--- START OF Input for this task ---
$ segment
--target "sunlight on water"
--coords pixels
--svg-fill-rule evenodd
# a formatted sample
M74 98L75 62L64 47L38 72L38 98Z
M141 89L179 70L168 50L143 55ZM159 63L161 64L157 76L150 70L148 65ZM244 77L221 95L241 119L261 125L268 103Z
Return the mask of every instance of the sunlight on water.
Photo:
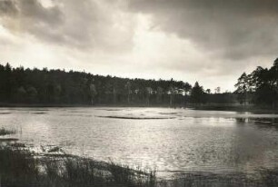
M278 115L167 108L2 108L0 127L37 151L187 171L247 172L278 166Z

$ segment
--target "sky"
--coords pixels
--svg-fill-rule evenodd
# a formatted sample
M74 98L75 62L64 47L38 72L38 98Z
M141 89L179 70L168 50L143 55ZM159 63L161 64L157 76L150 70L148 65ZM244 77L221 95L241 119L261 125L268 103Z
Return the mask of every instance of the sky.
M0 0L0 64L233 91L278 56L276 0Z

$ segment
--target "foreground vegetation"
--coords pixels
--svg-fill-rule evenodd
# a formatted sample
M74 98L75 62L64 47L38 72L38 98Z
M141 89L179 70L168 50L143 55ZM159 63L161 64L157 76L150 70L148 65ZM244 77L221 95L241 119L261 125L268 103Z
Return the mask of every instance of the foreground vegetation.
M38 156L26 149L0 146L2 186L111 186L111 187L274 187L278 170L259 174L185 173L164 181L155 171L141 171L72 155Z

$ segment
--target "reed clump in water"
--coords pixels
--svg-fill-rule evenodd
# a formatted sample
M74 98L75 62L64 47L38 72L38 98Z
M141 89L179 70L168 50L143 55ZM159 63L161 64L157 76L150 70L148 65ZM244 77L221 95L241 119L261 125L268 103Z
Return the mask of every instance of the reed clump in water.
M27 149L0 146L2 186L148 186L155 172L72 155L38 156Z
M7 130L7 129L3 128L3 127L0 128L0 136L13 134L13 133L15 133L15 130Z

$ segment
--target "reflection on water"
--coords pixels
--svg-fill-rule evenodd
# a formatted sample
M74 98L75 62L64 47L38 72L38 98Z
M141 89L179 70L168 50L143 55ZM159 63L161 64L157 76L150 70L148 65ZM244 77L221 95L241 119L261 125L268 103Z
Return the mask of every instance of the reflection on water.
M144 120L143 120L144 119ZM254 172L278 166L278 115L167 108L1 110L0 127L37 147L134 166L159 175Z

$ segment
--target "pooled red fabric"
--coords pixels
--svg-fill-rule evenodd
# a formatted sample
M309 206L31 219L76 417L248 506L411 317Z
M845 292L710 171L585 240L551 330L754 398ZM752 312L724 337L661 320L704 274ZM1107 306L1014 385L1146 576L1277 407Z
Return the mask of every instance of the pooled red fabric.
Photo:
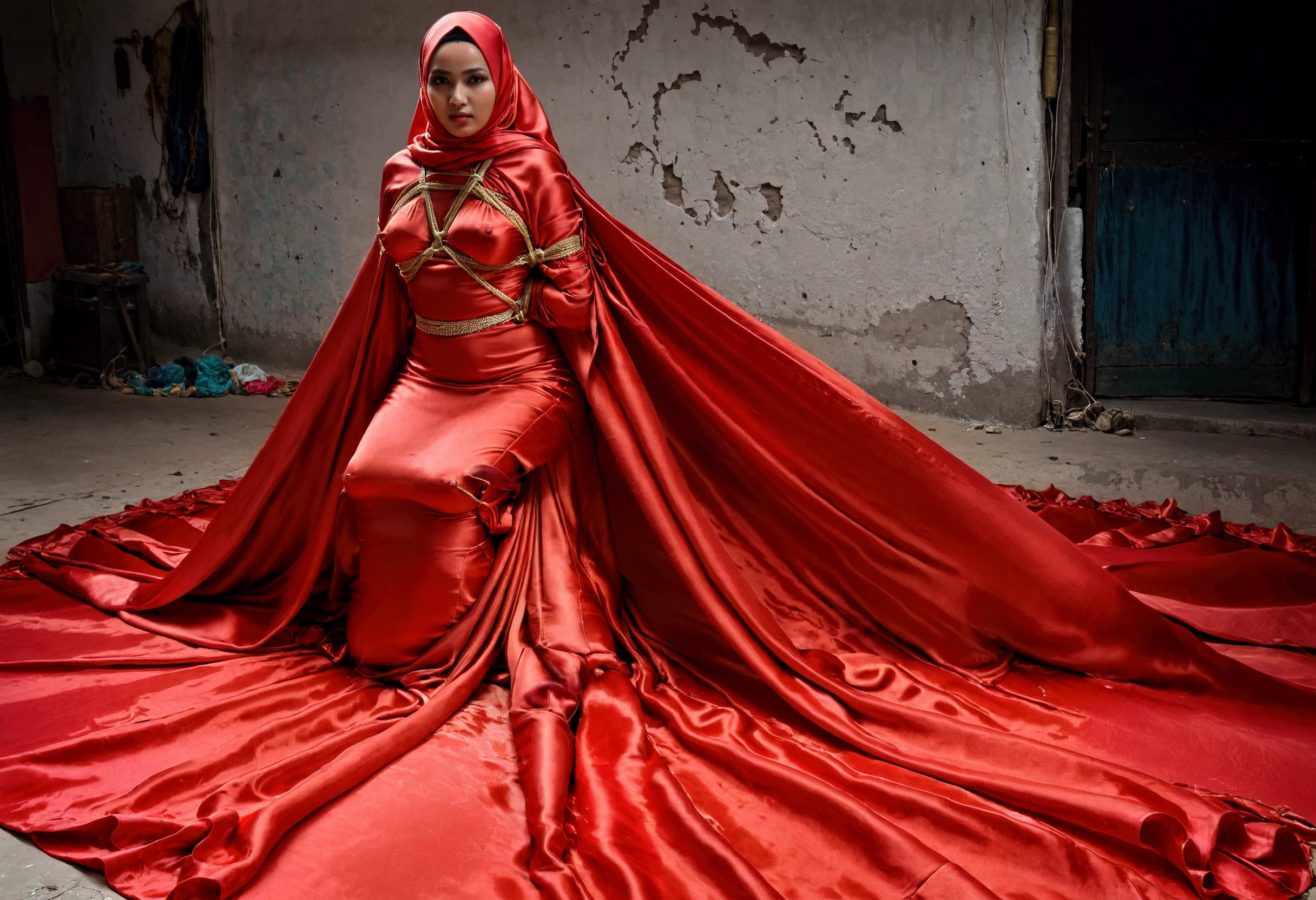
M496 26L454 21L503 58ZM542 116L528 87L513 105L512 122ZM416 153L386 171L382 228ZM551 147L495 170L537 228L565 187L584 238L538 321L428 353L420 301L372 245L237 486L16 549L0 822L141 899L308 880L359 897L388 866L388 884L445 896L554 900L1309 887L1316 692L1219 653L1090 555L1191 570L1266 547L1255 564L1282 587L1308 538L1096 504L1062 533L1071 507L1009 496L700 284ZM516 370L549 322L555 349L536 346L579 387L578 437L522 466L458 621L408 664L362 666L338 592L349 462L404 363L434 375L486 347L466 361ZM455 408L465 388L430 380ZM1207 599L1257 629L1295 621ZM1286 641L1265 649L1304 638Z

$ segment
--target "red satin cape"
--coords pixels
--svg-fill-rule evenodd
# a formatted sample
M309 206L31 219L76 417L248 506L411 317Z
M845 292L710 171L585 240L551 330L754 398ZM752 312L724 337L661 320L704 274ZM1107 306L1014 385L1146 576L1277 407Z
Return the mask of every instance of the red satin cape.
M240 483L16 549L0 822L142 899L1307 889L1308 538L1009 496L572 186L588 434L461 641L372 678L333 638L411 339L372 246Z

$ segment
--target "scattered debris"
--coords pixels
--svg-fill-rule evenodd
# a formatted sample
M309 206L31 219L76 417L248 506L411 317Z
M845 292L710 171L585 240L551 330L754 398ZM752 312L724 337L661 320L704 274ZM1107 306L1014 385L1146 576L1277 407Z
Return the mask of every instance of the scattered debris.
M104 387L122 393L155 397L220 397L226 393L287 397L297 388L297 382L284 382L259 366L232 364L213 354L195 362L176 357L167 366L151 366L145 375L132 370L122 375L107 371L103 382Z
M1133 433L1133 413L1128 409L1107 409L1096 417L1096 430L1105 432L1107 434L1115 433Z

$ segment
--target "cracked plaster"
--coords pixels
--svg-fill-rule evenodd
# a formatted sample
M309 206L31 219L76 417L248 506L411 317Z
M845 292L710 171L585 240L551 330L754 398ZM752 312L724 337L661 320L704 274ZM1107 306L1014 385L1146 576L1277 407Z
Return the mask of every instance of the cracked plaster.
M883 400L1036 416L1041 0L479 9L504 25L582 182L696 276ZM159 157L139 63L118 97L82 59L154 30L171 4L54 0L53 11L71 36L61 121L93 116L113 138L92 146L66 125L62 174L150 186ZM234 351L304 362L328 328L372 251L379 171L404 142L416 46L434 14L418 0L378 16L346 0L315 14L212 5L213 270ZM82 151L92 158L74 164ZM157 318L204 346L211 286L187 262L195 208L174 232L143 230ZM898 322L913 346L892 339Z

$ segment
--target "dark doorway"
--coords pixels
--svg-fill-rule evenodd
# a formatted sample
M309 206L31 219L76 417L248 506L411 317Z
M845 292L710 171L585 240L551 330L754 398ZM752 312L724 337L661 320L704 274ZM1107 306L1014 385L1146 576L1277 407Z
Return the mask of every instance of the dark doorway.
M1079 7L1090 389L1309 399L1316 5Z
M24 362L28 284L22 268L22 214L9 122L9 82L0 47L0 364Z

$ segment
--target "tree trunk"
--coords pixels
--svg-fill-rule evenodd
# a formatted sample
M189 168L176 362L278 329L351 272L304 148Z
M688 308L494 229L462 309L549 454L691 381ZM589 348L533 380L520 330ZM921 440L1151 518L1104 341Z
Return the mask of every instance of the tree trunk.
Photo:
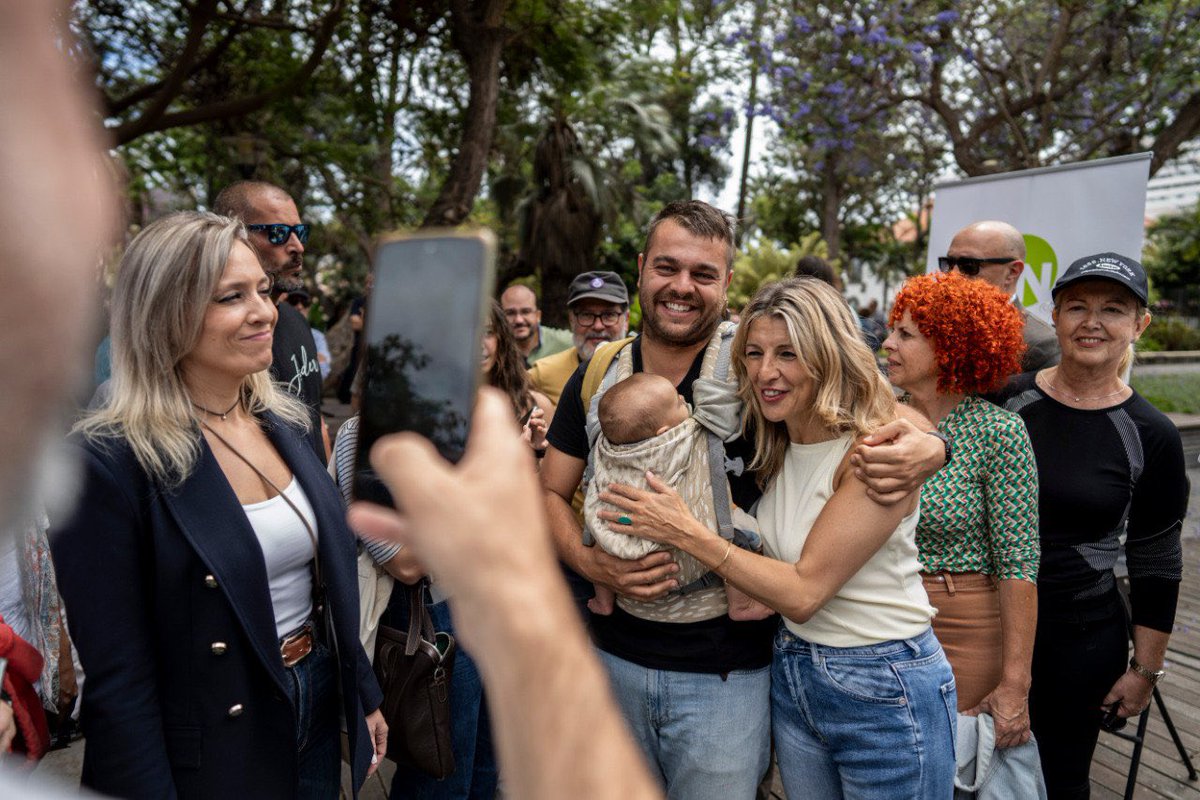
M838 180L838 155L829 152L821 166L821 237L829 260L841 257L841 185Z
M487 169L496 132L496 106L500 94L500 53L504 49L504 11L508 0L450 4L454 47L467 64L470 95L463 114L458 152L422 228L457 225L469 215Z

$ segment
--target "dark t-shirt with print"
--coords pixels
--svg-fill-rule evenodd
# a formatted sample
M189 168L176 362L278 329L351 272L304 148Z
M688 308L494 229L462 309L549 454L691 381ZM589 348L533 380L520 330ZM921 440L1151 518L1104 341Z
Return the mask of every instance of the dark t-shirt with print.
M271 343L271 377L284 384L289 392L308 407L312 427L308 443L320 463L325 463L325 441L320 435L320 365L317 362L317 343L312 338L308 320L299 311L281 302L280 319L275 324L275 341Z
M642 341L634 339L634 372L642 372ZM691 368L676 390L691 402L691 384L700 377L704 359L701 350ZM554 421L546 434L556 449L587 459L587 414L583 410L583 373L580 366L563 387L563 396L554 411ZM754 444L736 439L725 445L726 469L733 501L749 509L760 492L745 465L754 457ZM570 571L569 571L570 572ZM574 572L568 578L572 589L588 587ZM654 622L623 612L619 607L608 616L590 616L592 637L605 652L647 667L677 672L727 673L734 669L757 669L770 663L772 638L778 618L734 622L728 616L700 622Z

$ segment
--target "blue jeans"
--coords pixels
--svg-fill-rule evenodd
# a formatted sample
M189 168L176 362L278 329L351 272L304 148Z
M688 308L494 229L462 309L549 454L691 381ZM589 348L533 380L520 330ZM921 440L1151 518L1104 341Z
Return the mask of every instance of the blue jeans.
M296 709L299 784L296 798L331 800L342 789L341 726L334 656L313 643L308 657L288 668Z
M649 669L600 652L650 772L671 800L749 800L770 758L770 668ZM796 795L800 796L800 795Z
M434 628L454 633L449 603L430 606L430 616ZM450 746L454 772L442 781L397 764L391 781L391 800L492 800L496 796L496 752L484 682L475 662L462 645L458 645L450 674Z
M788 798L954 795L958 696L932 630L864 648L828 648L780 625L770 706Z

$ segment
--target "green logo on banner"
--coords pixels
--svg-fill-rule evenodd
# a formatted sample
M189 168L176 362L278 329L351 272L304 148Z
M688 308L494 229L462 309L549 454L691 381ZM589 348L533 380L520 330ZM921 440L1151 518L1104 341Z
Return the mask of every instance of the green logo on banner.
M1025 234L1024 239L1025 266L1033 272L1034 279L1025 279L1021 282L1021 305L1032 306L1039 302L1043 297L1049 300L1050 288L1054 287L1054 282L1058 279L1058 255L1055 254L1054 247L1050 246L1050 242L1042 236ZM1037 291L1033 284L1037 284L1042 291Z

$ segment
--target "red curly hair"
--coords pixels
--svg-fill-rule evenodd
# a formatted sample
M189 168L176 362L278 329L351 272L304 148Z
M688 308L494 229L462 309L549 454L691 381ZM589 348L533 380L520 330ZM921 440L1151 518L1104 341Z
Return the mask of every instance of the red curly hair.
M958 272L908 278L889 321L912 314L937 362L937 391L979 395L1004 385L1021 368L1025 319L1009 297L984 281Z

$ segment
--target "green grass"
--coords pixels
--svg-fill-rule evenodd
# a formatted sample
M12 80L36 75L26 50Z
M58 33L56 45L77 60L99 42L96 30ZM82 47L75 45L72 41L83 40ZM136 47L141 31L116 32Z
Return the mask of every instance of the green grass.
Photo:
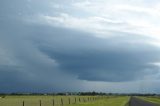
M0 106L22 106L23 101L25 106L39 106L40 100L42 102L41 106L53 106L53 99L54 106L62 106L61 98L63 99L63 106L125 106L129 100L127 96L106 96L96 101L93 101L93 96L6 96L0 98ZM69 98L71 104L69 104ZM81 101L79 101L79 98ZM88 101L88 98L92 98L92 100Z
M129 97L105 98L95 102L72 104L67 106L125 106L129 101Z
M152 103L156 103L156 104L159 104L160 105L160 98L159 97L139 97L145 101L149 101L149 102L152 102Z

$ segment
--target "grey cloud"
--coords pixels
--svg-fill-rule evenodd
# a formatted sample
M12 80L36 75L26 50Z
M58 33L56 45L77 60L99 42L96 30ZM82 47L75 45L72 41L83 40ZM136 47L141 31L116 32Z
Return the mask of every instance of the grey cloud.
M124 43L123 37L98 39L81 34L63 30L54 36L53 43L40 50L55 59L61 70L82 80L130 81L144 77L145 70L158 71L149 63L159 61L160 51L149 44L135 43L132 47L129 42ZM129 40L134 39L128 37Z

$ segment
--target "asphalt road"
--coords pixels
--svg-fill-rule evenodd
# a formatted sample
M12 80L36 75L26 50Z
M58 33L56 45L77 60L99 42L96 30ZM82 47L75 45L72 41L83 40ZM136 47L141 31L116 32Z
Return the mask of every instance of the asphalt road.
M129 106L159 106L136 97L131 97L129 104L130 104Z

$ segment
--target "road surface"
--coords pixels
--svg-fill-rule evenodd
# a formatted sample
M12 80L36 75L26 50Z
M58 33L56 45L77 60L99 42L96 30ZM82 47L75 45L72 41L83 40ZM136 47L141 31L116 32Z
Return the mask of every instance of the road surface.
--- END OF Input for this task ---
▸ Task to carry out
Select each line of the entries above that contains the word "trunk" and copy it out.

▸ Problem solution
--target "tree trunk"
Return the mask of every instance of the tree trunk.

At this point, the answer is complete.